• **Problem**: Transcribe the entire text about the PSME2 protein below, word for word.

• **Extract**:
[Start of section]

Proteasome activator complex subunit 2 is a protein that in humans is encoded by the PSME2 gene.

Function 

The 26S proteasome is a multicatalytic proteinase complex with a highly ordered structure composed of 2 complexes, a 20S core and a 19S regulator. The 20S core is composed of 4 rings of 28 non-identical subunits; 2 rings are composed of 7 alpha subunits and 2 rings are composed of 7 beta subunits. The 19S regulator is composed of a base, which contains 6 ATPase subunits and 2 non-ATPase subunits, and a lid, which contains up to 10 non-ATPase subunits. Proteasomes are distributed throughout eukaryotic cells at a high concentration and cleave peptides in an ATP/ubiquitin-dependent process in a non-lysosomal pathway.  An essential function of a modified proteasome, the immunoproteasome, is the processing of class I MHC peptides. The immunoproteasome contains an alternate regulator, referred to as the 11S regulator or PA28, that replaces the 19S regulator. Three subunits (alpha, beta and gamma) of the 11S regulator have been identified. This gene encodes the beta subunit of the 11S regulator, one of the two 11S subunits that is induced by gamma-interferon. Three beta and three alpha subunits combine to form a heterohexameric ring. Six pseudogenes have been identified on chromosomes 4, 5, 8, 10 and 13.

Interactions 

PSME2 has been shown to interact with PSME1.

[End of section]

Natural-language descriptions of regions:
[Start of section]

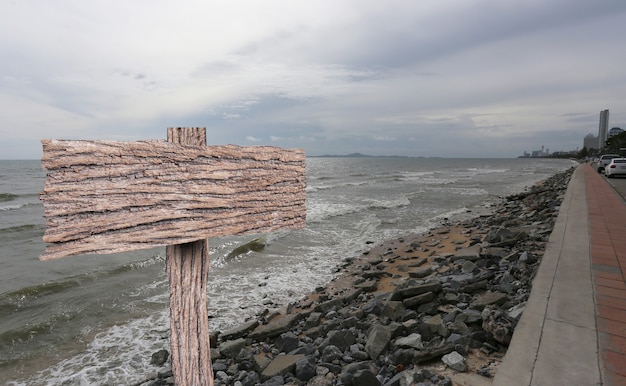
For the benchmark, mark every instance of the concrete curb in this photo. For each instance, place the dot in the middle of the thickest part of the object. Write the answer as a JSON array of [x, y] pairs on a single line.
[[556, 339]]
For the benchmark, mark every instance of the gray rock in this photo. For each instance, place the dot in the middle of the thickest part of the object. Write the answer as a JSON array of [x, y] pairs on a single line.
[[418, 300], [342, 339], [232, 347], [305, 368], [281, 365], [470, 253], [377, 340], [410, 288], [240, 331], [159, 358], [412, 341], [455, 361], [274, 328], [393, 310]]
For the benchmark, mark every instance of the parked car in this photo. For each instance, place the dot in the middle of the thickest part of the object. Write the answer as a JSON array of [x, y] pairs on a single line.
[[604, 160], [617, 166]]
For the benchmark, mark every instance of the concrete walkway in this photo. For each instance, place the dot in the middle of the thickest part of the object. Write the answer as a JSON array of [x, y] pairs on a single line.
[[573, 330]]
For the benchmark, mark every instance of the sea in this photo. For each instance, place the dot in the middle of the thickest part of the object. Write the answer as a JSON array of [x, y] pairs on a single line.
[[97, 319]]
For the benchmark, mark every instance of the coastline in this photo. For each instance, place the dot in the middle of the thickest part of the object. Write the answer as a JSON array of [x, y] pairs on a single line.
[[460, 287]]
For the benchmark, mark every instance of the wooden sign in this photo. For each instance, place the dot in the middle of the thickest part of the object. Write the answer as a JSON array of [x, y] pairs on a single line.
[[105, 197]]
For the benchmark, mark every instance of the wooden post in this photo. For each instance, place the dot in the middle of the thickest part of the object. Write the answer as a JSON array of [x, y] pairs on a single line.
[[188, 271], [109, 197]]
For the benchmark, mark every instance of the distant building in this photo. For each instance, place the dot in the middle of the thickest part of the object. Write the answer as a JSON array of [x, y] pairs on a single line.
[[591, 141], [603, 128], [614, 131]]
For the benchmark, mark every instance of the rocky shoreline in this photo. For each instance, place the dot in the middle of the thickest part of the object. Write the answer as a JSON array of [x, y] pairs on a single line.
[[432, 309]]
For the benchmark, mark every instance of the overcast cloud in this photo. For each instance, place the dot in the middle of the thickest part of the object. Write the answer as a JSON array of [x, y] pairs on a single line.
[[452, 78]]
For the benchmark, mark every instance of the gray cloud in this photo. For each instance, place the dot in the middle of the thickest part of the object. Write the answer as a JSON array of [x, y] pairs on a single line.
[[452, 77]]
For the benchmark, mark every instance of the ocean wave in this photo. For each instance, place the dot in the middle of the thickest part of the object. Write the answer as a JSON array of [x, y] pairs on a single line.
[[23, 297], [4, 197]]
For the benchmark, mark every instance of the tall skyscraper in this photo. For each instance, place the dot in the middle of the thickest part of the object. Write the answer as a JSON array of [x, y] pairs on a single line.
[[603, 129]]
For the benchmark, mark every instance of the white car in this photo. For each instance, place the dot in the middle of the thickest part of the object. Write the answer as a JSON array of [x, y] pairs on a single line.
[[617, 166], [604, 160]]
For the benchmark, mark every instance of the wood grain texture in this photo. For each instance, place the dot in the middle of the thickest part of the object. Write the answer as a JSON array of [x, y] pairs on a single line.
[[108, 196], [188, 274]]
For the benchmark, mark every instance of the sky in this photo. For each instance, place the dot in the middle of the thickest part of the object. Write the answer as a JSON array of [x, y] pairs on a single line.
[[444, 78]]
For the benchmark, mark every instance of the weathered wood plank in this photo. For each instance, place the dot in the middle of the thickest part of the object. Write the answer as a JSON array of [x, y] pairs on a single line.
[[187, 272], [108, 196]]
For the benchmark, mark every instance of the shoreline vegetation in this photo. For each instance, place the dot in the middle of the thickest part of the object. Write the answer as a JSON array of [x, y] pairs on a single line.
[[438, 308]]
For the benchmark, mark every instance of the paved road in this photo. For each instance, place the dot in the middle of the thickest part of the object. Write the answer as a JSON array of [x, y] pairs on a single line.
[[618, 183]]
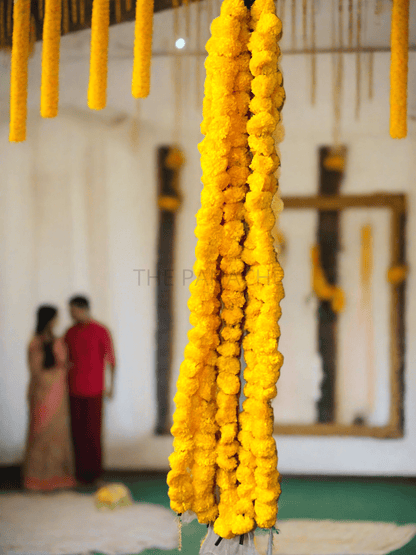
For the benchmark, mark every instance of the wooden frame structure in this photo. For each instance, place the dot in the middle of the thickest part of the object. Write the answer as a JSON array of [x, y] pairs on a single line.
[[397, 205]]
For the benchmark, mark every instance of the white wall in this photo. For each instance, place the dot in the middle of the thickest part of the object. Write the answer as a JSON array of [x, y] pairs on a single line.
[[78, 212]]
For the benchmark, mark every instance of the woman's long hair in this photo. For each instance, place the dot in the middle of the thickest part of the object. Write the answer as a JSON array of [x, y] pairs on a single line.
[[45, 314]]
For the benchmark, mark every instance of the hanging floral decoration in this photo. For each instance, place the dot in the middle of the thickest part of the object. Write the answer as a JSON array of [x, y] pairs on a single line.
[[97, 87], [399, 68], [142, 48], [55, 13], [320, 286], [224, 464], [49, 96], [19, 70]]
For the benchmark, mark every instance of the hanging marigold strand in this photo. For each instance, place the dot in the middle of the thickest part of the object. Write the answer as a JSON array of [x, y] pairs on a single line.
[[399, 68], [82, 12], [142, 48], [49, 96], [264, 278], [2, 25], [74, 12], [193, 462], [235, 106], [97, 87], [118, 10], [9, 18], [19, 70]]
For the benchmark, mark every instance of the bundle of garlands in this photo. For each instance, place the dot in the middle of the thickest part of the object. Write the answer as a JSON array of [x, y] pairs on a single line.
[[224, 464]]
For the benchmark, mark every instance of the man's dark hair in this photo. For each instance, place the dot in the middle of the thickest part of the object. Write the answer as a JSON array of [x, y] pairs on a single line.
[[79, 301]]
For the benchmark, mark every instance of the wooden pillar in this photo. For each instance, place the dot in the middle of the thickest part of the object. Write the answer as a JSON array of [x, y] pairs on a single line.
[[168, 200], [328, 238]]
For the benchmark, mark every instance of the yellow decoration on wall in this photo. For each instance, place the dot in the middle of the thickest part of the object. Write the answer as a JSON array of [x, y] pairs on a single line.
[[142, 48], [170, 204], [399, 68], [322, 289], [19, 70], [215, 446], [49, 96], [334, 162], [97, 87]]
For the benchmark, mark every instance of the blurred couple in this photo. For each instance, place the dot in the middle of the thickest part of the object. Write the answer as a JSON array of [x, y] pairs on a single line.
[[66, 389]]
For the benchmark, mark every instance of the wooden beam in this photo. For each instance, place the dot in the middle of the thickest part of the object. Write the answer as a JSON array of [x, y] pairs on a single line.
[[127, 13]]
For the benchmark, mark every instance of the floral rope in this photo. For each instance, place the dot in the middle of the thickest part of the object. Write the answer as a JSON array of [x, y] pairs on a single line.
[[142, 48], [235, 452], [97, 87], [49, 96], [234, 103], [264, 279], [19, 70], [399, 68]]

[End of section]

• **Exercise answer**:
Proteasome activator complex subunit 2 is a protein that in humans is encoded by the PSME2 gene.

Function 

The 26S proteasome is a multicatalytic proteinase complex with a highly ordered structure composed of 2 complexes, a 20S core and a 19S regulator. The 20S core is composed of 4 rings of 28 non-identical subunits; 2 rings are composed of 7 alpha subunits and 2 rings are composed of 7 beta subunits. The 19S regulator is composed of a base, which contains 6 ATPase subunits and 2 non-ATPase subunits, and a lid, which contains up to 10 non-ATPase subunits. Proteasomes are distributed throughout eukaryotic cells at a high concentration and cleave peptides in an ATP/ubiquitin-dependent process in a non-lysosomal pathway.  An essential function of a modified proteasome, the immunoproteasome, is the processing of class I MHC peptides. The immunoproteasome contains an alternate regulator, referred to as the 11S regulator or PA28, that replaces the 19S regulator. Three subunits (alpha, beta and gamma) of the 11S regulator have been identified. This gene encodes the beta subunit of the 11S regulator, one of the two 11S subunits that is induced by gamma-interferon. Three beta and three alpha subunits combine to form a heterohexameric ring. Six pseudogenes have been identified on chromosomes 4, 5, 8, 10 and 13.

Interactions 

PSME2 has been shown to interact with PSME1.